**Problems**
1 – In the Poisson estimator solution, what statistic is given as the short answer?
2 – Repeat part of the Poisson estimator solution word for word, starting at the words "Define an unbiased" and stopping after the words "of \(\theta \) .".
3 – Carry on the Poisson estimator solution from the point where it stops.

# Excerpt start

Question

Question: Suppose a random variable X has the Poisson distribution with an unknown mean \({\bf{\lambda }}\) (\({\bf{\lambda }}\)>0). Find a statistic \({\bf{\delta }}\left( {\bf{X}} \right)\) that will be an unbiased estimator of \({{\bf{e}}^{\bf{\lambda }}}\).Hint: If \({\bf{E}}\left( {{\bf{\delta }}\left( {\bf{X}} \right)} \right){\bf{ = }}{{\bf{e}}^{\bf{\lambda }}}\) , then \(\sum\limits_{{\bf{x = 0}}}^\infty {\frac{{{\bf{\delta }}\left( {\bf{x}} \right){{\bf{e}}^{{\bf{ - \lambda }}}}{{\bf{\lambda }}^{\bf{x}}}}}{{{\bf{x!}}}}} = {{\bf{e}}^{\bf{\lambda }}}\)

Multiply both sides of this equation by \({{\bf{e}}^{\bf{\lambda }}}\)expanding the right side in a power series in \({\bf{\lambda }}\), and then equate the coefficients of \({{\bf{\lambda }}^{\bf{x}}}\) on both sides of the equation for x = 0, 1, 2, . . ..

Short answer

\(\delta \left( x \right) = {2^x}\)

Step-by-step solution

Given information

It is given that the random variable X follows a Poisson distribution with parameter \(\lambda .\)

Therefore, its pdf is:

\(P\left( {X = x} \right) = \frac{{{e^{ - \lambda }}{\lambda ^x}}}{{x!}},x = 0,1 \ldots \)

Define an unbiased estimator

An estimator \(\delta \left( X \right)\,\,of\,\,g\left( \theta \right)\) is unbiased if \(E\left( {\delta \left( X \right)} \right) = g\left( \theta \right)\) for all possible values of \(\theta \) .

Now, we have to show \(E\left( {\delta \left( X \right)} \right) = {e^\lambda }\)

# Excerpt end
# Rows start

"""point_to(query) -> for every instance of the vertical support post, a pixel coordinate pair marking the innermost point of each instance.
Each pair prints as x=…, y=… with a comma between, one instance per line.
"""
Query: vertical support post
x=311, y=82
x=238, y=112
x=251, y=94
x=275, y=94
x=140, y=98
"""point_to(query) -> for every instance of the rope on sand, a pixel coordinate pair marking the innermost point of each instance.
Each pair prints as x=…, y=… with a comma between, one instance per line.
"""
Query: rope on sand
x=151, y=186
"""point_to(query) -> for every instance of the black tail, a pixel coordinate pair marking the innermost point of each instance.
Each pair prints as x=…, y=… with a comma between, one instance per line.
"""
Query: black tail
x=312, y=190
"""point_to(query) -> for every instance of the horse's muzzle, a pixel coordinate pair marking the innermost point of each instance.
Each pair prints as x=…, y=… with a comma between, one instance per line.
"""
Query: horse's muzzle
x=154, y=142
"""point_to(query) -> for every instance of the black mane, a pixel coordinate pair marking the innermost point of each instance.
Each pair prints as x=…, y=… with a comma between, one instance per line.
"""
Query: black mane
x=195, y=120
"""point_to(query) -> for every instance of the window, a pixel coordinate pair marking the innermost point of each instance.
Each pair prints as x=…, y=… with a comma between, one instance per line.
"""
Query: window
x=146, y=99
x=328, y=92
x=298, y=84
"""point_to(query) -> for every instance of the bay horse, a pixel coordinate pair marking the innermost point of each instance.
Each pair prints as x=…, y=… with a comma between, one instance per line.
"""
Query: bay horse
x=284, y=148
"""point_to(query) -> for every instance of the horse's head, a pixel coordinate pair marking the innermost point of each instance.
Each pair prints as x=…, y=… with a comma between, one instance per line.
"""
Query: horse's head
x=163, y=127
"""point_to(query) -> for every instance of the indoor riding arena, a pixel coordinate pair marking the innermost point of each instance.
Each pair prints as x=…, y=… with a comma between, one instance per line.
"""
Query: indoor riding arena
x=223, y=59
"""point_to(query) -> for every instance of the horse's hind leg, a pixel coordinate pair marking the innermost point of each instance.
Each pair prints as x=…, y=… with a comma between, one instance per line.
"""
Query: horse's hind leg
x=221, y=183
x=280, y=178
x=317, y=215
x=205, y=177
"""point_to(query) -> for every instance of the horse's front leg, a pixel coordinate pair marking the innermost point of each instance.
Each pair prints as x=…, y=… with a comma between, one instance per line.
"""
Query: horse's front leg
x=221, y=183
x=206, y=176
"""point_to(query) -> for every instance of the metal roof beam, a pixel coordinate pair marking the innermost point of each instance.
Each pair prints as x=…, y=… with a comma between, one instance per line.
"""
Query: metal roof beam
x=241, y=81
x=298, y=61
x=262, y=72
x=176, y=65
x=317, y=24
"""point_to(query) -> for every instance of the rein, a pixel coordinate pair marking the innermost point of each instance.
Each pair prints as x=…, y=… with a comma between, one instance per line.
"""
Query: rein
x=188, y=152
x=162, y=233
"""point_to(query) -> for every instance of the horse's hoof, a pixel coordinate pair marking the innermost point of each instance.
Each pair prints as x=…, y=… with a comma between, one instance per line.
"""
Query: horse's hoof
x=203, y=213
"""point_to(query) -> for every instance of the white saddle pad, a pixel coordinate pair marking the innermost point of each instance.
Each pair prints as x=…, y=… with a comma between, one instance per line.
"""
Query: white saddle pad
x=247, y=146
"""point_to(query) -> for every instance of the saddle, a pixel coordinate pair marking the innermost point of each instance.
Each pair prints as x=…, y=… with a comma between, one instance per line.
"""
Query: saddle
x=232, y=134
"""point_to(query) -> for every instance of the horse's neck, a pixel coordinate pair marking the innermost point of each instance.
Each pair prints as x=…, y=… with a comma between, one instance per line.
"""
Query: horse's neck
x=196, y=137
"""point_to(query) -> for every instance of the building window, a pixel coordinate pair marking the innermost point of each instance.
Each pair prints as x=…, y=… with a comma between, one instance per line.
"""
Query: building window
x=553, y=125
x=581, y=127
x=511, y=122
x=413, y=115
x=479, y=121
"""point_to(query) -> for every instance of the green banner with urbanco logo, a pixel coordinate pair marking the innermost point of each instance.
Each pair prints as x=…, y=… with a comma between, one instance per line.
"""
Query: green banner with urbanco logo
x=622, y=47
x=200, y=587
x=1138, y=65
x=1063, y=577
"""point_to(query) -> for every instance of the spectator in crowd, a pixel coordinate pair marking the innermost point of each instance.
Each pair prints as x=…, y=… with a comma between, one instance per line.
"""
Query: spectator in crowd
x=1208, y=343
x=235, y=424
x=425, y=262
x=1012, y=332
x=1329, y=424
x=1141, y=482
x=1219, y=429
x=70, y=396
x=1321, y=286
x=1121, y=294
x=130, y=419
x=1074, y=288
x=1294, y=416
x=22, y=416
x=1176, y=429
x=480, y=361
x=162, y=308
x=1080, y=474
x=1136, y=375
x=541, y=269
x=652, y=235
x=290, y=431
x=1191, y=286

# Rows end

**Set of answers**
1 – δ(x) = 2^x

2 –
Define an unbiased estimator

An estimator \(\delta \left( X \right)\,\,of\,\,g\left( \theta \right)\) is unbiased if \(E\left( {\delta \left( X \right)} \right) = g\left( \theta \right)\) for all possible values of \(\theta \) .

3 –
This implies that we have to find \(\delta \left( x \right)\)such that it satisfies the following equation,

\(\sum\limits_{x = 0}^\infty {\frac{{\delta \left( x \right){e^{ - \lambda }}{\lambda ^x}}}{{x!}}} = {e^\lambda }\)

Multiply the equation on both sides by \({e^\lambda }\)

\(\sum\limits_{x = 0}^\infty {\frac{{\delta \left( x \right){\lambda ^x}}}{{x!}}} = {e^{2\lambda }}\)

Expand the equation

\(\begin{aligned}{} \Rightarrow \frac{{\delta \left( 0 \right){\lambda ^0}}}{{0!}} + \ldots + \frac{{\delta \left( n \right){\lambda ^n}}}{{n!}} &= {e^{2\lambda }}\\ \Rightarrow \frac{{\delta \left( 0 \right){\lambda ^0}}}{{0!}} + \ldots + \frac{{\delta \left( n \right){\lambda ^n}}}{{n!}} &= \frac{{{{\left( {2\lambda } \right)}^0}}}{{0!}} + \ldots + \frac{{{{\left( {2\lambda } \right)}^n}}}{{n!}}\\ \Rightarrow \delta \left( x \right) &= {2^x}\end{aligned}\)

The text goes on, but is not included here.